>>>>>
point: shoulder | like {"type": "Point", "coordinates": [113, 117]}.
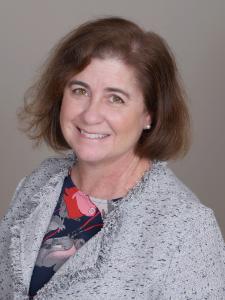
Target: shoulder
{"type": "Point", "coordinates": [43, 175]}
{"type": "Point", "coordinates": [47, 169]}
{"type": "Point", "coordinates": [167, 206]}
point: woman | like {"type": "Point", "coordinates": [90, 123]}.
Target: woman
{"type": "Point", "coordinates": [109, 221]}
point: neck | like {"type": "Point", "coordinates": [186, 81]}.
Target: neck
{"type": "Point", "coordinates": [109, 180]}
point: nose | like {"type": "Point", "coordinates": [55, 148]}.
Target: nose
{"type": "Point", "coordinates": [93, 112]}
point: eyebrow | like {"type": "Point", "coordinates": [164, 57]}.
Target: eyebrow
{"type": "Point", "coordinates": [72, 82]}
{"type": "Point", "coordinates": [109, 89]}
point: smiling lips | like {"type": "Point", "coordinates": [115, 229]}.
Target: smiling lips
{"type": "Point", "coordinates": [92, 135]}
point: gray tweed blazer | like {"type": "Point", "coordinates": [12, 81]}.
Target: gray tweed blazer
{"type": "Point", "coordinates": [159, 242]}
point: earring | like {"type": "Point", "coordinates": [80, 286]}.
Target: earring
{"type": "Point", "coordinates": [147, 127]}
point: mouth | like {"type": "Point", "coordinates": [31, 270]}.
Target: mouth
{"type": "Point", "coordinates": [92, 135]}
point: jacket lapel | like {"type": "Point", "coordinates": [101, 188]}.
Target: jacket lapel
{"type": "Point", "coordinates": [86, 261]}
{"type": "Point", "coordinates": [28, 231]}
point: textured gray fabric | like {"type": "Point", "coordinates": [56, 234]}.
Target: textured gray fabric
{"type": "Point", "coordinates": [159, 242]}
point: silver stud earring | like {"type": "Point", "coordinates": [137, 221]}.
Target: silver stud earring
{"type": "Point", "coordinates": [147, 127]}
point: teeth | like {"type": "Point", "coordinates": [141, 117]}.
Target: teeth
{"type": "Point", "coordinates": [93, 135]}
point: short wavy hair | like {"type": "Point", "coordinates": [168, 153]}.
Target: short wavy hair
{"type": "Point", "coordinates": [155, 69]}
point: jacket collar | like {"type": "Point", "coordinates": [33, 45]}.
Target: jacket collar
{"type": "Point", "coordinates": [28, 231]}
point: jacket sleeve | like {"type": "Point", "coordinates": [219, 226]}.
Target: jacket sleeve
<<<<<
**To be done:** Update the listing above by replacing each "jacket" with "coat" and keeping every other line as it is, but omit the pictures from your version.

**Solution for this task:**
point: shoulder | like {"type": "Point", "coordinates": [113, 117]}.
Target: shoulder
{"type": "Point", "coordinates": [43, 175]}
{"type": "Point", "coordinates": [47, 169]}
{"type": "Point", "coordinates": [167, 206]}
point: woman | like {"type": "Point", "coordinates": [90, 123]}.
Target: woman
{"type": "Point", "coordinates": [109, 221]}
point: neck | like {"type": "Point", "coordinates": [186, 81]}.
Target: neck
{"type": "Point", "coordinates": [109, 180]}
point: nose | like {"type": "Point", "coordinates": [55, 148]}.
Target: nose
{"type": "Point", "coordinates": [93, 112]}
point: eyebrow | like {"type": "Point", "coordinates": [164, 57]}.
Target: eyebrow
{"type": "Point", "coordinates": [72, 82]}
{"type": "Point", "coordinates": [109, 89]}
point: smiling lips | like {"type": "Point", "coordinates": [115, 229]}.
Target: smiling lips
{"type": "Point", "coordinates": [92, 135]}
point: gray tweed blazer | like {"type": "Point", "coordinates": [12, 81]}.
Target: gray tweed blazer
{"type": "Point", "coordinates": [159, 242]}
point: earring | like {"type": "Point", "coordinates": [80, 286]}.
Target: earring
{"type": "Point", "coordinates": [147, 127]}
point: mouth | like {"type": "Point", "coordinates": [31, 270]}.
Target: mouth
{"type": "Point", "coordinates": [92, 135]}
point: coat lapel | like {"type": "Point", "coordinates": [101, 188]}.
Target: coat lapel
{"type": "Point", "coordinates": [86, 261]}
{"type": "Point", "coordinates": [28, 231]}
point: textured gray fabric | like {"type": "Point", "coordinates": [56, 234]}.
Target: textured gray fabric
{"type": "Point", "coordinates": [159, 242]}
point: silver stud earring | like {"type": "Point", "coordinates": [137, 221]}.
Target: silver stud earring
{"type": "Point", "coordinates": [147, 127]}
point: teeth | like {"type": "Point", "coordinates": [141, 117]}.
Target: teeth
{"type": "Point", "coordinates": [93, 135]}
point: short wavy hair | like {"type": "Point", "coordinates": [168, 153]}.
Target: short wavy hair
{"type": "Point", "coordinates": [155, 69]}
point: coat collar | like {"type": "Point", "coordinates": [33, 45]}.
Target: coat collar
{"type": "Point", "coordinates": [28, 231]}
point: coat sleeve | like {"type": "Point", "coordinates": [219, 226]}.
Target: coat sleeve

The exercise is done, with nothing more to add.